**THE EXERCISE**
Starting with the line with "Where can the plaid" and going on through the line with "x=136, y=102", write out that stretch of the data again, swapping "mug handle" for "cup handle" and changing nothing else.

----

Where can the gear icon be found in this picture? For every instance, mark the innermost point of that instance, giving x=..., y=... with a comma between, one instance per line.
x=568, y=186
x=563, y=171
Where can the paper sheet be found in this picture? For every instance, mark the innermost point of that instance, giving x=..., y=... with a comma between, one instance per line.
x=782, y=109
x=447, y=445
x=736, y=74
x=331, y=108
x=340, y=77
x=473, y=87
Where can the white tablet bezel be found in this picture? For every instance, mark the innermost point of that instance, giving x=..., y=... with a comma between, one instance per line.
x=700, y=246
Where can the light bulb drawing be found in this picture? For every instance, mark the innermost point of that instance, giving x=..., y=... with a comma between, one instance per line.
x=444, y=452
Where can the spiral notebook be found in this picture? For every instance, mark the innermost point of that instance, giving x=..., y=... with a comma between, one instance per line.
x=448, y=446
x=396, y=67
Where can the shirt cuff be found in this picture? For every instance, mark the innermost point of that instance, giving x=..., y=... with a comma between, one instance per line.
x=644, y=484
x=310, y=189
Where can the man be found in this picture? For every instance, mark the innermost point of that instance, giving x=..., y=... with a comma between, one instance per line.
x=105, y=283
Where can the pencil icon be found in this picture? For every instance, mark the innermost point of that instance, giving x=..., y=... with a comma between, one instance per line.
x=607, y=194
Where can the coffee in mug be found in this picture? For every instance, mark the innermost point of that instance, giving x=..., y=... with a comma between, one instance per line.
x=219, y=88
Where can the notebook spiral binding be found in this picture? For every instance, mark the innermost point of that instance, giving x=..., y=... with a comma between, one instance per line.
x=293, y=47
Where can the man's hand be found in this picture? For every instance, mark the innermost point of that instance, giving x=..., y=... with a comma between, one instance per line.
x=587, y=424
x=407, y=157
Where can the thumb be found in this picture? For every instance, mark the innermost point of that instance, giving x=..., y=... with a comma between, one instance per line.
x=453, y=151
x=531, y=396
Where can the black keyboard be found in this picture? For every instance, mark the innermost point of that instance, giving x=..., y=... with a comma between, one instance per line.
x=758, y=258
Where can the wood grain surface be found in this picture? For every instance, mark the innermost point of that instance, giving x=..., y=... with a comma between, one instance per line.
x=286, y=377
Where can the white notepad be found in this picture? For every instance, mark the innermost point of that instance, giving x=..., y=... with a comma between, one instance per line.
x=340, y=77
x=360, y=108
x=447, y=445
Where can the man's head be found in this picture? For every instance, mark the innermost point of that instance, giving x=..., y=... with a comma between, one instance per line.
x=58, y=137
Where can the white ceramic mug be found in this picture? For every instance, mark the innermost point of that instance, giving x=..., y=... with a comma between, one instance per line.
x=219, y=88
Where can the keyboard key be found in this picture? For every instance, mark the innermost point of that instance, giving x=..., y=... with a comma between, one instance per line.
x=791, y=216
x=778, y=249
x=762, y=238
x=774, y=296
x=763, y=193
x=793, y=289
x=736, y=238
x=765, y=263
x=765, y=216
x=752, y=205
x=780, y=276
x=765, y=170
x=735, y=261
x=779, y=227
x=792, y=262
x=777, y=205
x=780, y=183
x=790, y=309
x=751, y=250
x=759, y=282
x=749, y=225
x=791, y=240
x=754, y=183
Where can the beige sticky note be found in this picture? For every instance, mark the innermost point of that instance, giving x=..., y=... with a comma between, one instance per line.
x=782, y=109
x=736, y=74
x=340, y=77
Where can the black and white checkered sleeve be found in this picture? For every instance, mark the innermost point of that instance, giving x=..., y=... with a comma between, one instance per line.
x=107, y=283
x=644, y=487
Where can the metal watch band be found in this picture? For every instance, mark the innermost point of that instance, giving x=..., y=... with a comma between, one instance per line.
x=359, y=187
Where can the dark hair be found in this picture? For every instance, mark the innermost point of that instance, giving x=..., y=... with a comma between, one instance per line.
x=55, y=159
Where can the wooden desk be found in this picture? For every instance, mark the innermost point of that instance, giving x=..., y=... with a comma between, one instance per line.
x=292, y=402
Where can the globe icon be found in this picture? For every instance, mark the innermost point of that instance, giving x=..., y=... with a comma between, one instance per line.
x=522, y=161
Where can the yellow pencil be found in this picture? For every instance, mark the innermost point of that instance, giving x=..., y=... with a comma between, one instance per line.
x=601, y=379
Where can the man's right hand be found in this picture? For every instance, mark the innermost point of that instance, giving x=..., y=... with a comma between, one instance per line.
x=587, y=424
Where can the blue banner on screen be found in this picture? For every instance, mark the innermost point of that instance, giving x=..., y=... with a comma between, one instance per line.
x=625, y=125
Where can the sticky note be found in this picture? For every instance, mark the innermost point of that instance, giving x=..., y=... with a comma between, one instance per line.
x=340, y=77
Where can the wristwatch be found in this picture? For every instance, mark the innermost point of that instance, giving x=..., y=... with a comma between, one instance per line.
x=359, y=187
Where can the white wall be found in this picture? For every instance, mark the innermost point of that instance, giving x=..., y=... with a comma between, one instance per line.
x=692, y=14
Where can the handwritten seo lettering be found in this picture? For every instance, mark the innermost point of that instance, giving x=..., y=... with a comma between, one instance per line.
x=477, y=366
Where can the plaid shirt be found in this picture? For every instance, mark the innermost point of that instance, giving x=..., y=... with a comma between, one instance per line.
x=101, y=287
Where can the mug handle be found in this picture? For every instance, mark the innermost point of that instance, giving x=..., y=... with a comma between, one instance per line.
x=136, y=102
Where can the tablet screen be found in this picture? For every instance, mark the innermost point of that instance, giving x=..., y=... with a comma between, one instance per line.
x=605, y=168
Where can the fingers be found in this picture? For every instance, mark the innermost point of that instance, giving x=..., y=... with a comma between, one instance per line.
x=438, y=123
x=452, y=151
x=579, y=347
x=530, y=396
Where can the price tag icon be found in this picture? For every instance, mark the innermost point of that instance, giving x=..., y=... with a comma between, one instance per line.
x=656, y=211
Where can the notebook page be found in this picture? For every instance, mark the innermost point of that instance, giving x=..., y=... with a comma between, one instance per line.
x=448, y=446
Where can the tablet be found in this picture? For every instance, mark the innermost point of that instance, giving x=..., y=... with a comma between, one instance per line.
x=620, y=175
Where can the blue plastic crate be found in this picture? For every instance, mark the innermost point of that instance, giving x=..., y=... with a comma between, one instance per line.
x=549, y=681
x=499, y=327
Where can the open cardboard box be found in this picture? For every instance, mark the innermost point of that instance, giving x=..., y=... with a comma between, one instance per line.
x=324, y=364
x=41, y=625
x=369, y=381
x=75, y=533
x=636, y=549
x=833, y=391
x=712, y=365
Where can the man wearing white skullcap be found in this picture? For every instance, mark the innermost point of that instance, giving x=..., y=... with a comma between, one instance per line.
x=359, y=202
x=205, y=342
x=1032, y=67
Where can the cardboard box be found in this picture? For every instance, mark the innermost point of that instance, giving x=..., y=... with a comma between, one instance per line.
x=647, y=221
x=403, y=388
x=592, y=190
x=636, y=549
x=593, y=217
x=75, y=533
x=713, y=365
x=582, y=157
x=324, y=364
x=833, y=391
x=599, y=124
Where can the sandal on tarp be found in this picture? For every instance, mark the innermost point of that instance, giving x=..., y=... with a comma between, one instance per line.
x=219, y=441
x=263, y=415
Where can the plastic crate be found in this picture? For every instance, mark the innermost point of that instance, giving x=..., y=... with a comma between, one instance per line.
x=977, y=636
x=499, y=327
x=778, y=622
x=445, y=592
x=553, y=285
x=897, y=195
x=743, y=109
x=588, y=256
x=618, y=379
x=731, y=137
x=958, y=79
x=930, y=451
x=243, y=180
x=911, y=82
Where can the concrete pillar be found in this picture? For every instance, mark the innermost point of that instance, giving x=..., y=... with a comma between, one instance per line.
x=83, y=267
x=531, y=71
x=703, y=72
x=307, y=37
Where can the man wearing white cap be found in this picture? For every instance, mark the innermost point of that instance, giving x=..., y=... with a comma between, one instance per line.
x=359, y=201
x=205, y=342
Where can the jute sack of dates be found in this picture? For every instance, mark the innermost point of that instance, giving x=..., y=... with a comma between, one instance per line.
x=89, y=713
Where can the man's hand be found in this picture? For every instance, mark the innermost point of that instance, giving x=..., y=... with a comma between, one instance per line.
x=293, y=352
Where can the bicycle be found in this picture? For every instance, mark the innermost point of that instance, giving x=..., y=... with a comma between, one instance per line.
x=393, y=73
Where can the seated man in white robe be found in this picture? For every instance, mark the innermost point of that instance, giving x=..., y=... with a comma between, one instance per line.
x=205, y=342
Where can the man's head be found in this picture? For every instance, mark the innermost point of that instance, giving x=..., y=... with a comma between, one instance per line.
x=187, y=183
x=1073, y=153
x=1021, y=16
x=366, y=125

----

**RESPONSE TO THE TASK**
Where can the plaid shirt be found in this picture? For every instance, mark the innermost point of that instance, giving x=..., y=... with a comma between, one instance per line.
x=101, y=287
Where can the cup handle be found in this picture? For every instance, mark the innermost point of that instance, giving x=..., y=... with a comma between, one instance per line.
x=136, y=102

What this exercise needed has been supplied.